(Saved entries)
★ ★ ★

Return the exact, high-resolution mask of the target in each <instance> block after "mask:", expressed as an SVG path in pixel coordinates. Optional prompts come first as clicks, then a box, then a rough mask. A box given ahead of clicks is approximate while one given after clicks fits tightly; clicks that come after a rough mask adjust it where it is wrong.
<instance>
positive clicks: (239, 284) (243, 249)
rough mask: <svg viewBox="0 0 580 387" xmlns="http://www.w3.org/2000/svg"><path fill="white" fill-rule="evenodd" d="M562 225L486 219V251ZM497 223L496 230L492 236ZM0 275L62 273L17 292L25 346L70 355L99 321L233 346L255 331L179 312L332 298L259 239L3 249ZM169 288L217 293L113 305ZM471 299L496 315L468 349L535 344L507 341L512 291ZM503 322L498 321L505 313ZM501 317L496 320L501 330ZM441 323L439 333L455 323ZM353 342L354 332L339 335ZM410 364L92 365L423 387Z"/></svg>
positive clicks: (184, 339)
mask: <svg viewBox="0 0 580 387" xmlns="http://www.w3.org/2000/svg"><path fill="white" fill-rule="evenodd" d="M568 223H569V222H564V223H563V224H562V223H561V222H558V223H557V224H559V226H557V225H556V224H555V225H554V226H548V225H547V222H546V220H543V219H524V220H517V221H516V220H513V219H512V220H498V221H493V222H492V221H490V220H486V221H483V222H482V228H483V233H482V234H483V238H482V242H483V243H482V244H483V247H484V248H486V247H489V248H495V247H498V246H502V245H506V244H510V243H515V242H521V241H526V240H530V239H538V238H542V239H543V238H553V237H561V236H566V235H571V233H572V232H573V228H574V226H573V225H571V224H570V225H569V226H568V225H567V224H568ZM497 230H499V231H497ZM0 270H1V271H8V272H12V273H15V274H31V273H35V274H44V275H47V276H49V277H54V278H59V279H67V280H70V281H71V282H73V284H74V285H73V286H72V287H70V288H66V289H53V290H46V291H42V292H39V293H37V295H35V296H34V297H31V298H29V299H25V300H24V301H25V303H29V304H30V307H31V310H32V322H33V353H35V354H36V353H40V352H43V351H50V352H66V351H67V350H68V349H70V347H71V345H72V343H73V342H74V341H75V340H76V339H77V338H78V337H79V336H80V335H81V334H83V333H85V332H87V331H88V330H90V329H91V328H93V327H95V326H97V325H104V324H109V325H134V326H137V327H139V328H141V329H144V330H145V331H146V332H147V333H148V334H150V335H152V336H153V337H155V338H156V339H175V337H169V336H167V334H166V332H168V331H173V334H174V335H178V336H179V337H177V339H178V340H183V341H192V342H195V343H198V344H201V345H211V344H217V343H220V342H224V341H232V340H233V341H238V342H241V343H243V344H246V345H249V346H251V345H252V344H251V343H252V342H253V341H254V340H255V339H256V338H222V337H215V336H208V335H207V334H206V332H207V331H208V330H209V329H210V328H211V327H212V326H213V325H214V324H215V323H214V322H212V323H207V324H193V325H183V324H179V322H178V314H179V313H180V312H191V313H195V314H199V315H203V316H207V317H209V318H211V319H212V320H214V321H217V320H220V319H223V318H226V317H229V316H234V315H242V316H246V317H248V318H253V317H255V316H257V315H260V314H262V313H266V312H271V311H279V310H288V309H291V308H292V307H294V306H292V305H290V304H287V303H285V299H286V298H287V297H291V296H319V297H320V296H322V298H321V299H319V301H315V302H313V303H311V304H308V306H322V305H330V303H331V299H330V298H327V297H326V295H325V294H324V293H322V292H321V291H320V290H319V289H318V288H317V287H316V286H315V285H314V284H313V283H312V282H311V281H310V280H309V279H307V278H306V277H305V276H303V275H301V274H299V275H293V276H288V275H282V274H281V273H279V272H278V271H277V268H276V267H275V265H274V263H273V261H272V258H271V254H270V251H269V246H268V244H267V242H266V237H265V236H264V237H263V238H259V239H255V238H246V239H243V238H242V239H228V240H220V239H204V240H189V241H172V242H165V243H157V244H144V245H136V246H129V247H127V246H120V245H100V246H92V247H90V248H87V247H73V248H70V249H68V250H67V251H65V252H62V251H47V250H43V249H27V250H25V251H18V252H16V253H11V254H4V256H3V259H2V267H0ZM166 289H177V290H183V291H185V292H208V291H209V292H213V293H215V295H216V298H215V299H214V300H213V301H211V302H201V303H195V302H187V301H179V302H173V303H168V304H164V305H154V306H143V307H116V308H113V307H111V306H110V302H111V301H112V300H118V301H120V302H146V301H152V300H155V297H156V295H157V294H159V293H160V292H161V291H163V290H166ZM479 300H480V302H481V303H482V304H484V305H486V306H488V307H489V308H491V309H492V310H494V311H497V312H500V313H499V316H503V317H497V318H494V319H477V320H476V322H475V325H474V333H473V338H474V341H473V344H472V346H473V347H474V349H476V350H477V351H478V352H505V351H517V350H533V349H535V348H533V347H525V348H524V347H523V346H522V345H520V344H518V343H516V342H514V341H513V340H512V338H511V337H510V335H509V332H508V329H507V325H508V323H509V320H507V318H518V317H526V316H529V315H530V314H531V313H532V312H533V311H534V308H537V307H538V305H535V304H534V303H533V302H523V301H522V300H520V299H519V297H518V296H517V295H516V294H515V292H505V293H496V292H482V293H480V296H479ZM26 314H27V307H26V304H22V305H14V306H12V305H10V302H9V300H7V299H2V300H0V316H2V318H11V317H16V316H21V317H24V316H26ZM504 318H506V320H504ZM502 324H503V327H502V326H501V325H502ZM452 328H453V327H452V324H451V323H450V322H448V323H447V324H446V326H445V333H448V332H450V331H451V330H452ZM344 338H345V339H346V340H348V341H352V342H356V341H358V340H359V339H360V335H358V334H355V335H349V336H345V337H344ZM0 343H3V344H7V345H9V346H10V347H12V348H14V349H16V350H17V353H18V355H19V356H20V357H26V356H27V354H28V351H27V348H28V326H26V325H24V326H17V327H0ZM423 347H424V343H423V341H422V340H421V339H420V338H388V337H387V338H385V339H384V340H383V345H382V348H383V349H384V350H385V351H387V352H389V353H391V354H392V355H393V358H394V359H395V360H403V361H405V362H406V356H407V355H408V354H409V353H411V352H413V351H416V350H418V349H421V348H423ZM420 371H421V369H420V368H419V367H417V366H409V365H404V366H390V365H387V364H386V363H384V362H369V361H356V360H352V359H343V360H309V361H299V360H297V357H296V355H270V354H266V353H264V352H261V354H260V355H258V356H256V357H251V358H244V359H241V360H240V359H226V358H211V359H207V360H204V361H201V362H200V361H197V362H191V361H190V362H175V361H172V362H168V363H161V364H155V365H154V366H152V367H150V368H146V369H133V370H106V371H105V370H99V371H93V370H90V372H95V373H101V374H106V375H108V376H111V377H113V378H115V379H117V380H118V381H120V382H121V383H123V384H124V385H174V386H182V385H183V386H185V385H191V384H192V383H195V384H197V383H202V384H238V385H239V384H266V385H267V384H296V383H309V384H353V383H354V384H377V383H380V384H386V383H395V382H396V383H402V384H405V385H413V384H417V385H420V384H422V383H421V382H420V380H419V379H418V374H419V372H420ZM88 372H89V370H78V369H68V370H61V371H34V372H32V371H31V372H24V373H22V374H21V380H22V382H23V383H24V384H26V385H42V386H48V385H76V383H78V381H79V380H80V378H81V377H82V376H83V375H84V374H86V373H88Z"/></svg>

★ ★ ★

→ PROBLEM DESCRIPTION: Repeat all of the records above exactly as they appear.

→ EXPECTED ANSWER:
Return the exact, high-resolution mask of the target in each <instance> block after "mask:", expressed as an SVG path in pixel coordinates. Optional prompts come first as clicks, then a box, then a rough mask. A box given ahead of clicks is approximate while one given after clicks fits tightly; clicks that come after a rough mask adjust it where it is wrong.
<instance>
positive clicks: (239, 284) (243, 249)
rough mask: <svg viewBox="0 0 580 387" xmlns="http://www.w3.org/2000/svg"><path fill="white" fill-rule="evenodd" d="M562 225L486 219V251ZM497 223L496 230L492 236ZM0 275L62 273L17 292L25 346L70 355L99 321L233 346L255 331L179 312L332 298L259 239L3 249ZM169 288L217 293L113 305ZM471 299L496 315L468 349L535 344L507 341L512 291ZM503 322L498 321L505 313ZM501 317L496 320L501 330ZM441 323L439 333L455 323ZM353 342L354 332L339 335ZM410 364L92 365L423 387Z"/></svg>
positive clicks: (184, 339)
mask: <svg viewBox="0 0 580 387" xmlns="http://www.w3.org/2000/svg"><path fill="white" fill-rule="evenodd" d="M568 223H569V222H564V223H563V224H562V223H561V222H558V223H557V224H559V226H557V225H556V224H555V225H554V226H548V225H547V222H546V220H543V219H524V220H517V221H516V220H513V219H512V220H498V221H493V222H492V221H490V220H486V221H483V222H482V228H483V233H482V234H483V238H482V242H483V243H482V244H483V247H484V248H486V247H489V248H495V247H498V246H502V245H506V244H510V243H515V242H521V241H526V240H530V239H538V238H542V239H543V238H553V237H561V236H566V235H571V233H572V232H573V228H574V226H573V225H571V224H570V225H569V226H568V225H567V224H568ZM497 230H499V231H497ZM0 270H1V271H8V272H12V273H15V274H31V273H35V274H44V275H47V276H49V277H54V278H59V279H67V280H70V281H71V282H73V284H74V285H73V286H72V287H70V288H66V289H53V290H46V291H42V292H39V293H37V295H35V296H34V297H31V298H29V299H25V300H24V301H25V303H29V304H30V307H31V310H32V322H33V353H35V354H36V353H40V352H43V351H50V352H66V351H67V350H68V349H70V347H71V345H72V343H73V342H74V341H75V340H76V339H77V338H78V337H79V336H80V335H81V334H83V333H85V332H87V331H88V330H90V329H91V328H93V327H95V326H97V325H104V324H109V325H134V326H137V327H139V328H141V329H144V330H145V331H146V332H147V333H148V334H150V335H152V336H153V337H155V338H156V339H175V337H169V336H167V334H166V332H168V331H173V334H174V335H178V336H179V337H177V339H178V340H183V341H192V342H195V343H198V344H201V345H211V344H217V343H220V342H224V341H232V340H233V341H238V342H241V343H243V344H246V345H249V346H251V345H252V344H251V343H252V342H253V341H254V340H255V339H256V338H222V337H215V336H208V335H207V334H206V332H207V331H208V330H209V329H210V328H211V327H212V326H213V325H214V324H215V323H214V322H212V323H207V324H193V325H183V324H179V322H178V314H179V313H180V312H191V313H195V314H199V315H203V316H207V317H209V318H211V319H212V320H214V321H217V320H220V319H223V318H226V317H229V316H234V315H242V316H246V317H248V318H253V317H255V316H257V315H260V314H262V313H266V312H271V311H279V310H288V309H291V308H292V307H294V306H292V305H290V304H287V303H285V299H286V298H287V297H291V296H319V297H320V296H322V298H321V299H319V301H315V302H313V303H311V304H308V306H322V305H330V303H331V299H330V298H327V297H326V295H325V294H324V293H322V292H321V291H320V290H319V289H318V288H317V287H316V286H315V285H314V284H313V283H312V282H311V281H310V280H309V279H307V278H306V277H305V276H303V275H301V274H299V275H293V276H288V275H282V274H281V273H279V272H278V271H277V268H276V267H275V265H274V263H273V261H272V258H271V254H270V251H269V246H268V244H267V242H266V237H265V236H264V237H263V238H259V239H255V238H246V239H243V238H242V239H228V240H220V239H204V240H189V241H172V242H165V243H157V244H144V245H136V246H129V247H127V246H120V245H100V246H92V247H90V248H87V247H73V248H70V249H68V250H67V251H65V252H62V251H47V250H43V249H27V250H25V251H18V252H16V253H11V254H4V256H3V259H2V267H0ZM166 289H177V290H183V291H185V292H208V291H209V292H213V293H215V295H216V298H215V299H214V300H213V301H211V302H201V303H195V302H187V301H179V302H173V303H168V304H164V305H154V306H143V307H116V308H113V307H111V306H110V302H111V301H112V300H118V301H120V302H146V301H152V300H155V297H156V295H157V294H159V293H160V292H161V291H163V290H166ZM479 300H480V302H481V303H482V304H484V305H486V306H488V307H489V308H491V309H492V310H494V311H497V312H500V313H499V316H503V317H497V318H494V319H477V320H476V322H475V325H474V333H473V338H474V341H473V344H472V346H473V347H474V349H476V350H477V351H478V352H505V351H517V350H533V349H535V348H533V347H525V348H524V347H523V346H522V345H520V344H518V343H516V342H514V341H513V340H512V338H511V337H510V335H509V332H508V329H507V325H508V323H509V320H507V318H518V317H526V316H529V315H530V314H531V313H532V312H533V311H534V308H537V307H538V305H535V304H534V303H533V302H523V301H522V300H520V299H519V297H518V296H517V295H516V294H515V292H505V293H496V292H482V293H480V296H479ZM26 314H27V307H26V304H22V305H14V306H12V305H10V302H9V300H7V299H2V300H0V316H2V318H11V317H16V316H21V317H24V316H26ZM504 318H506V320H504ZM502 324H503V327H502V326H501V325H502ZM452 328H453V327H452V324H451V323H450V322H448V323H447V324H446V326H445V333H448V332H450V331H451V330H452ZM344 338H345V339H346V340H348V341H352V342H356V341H358V340H359V339H360V335H358V334H355V335H349V336H345V337H344ZM0 343H3V344H7V345H9V346H10V347H12V348H14V349H16V350H17V353H18V355H19V356H20V357H26V356H27V354H28V351H27V348H28V326H26V325H24V326H17V327H0ZM423 347H424V343H423V341H422V340H421V339H420V338H388V337H387V338H385V339H384V340H383V345H382V348H383V349H384V350H385V351H387V352H389V353H391V354H392V355H393V358H394V359H395V360H403V361H405V362H406V356H407V355H408V354H409V353H411V352H413V351H416V350H418V349H421V348H423ZM420 371H421V369H420V368H419V367H417V366H409V365H404V366H390V365H387V364H386V363H384V362H369V361H356V360H352V359H343V360H309V361H299V360H297V357H296V355H270V354H266V353H264V352H261V354H260V355H258V356H256V357H251V358H244V359H241V360H240V359H226V358H211V359H207V360H204V361H201V362H200V361H197V362H191V361H190V362H175V361H172V362H168V363H161V364H155V365H154V366H152V367H150V368H146V369H133V370H106V371H105V370H99V371H93V370H90V372H95V373H101V374H106V375H108V376H111V377H113V378H115V379H117V380H118V381H120V382H121V383H123V384H124V385H174V386H182V385H183V386H185V385H191V384H192V383H195V384H197V383H202V384H238V385H239V384H266V385H267V384H296V383H309V384H353V383H354V384H377V383H380V384H386V383H395V382H396V383H402V384H405V385H413V384H417V385H420V384H422V383H421V382H420V380H419V379H418V374H419V372H420ZM88 372H89V370H78V369H68V370H61V371H34V372H32V371H31V372H24V373H22V374H21V380H22V382H23V383H24V384H26V385H42V386H48V385H76V383H78V381H79V380H80V378H81V377H82V376H83V375H84V374H86V373H88Z"/></svg>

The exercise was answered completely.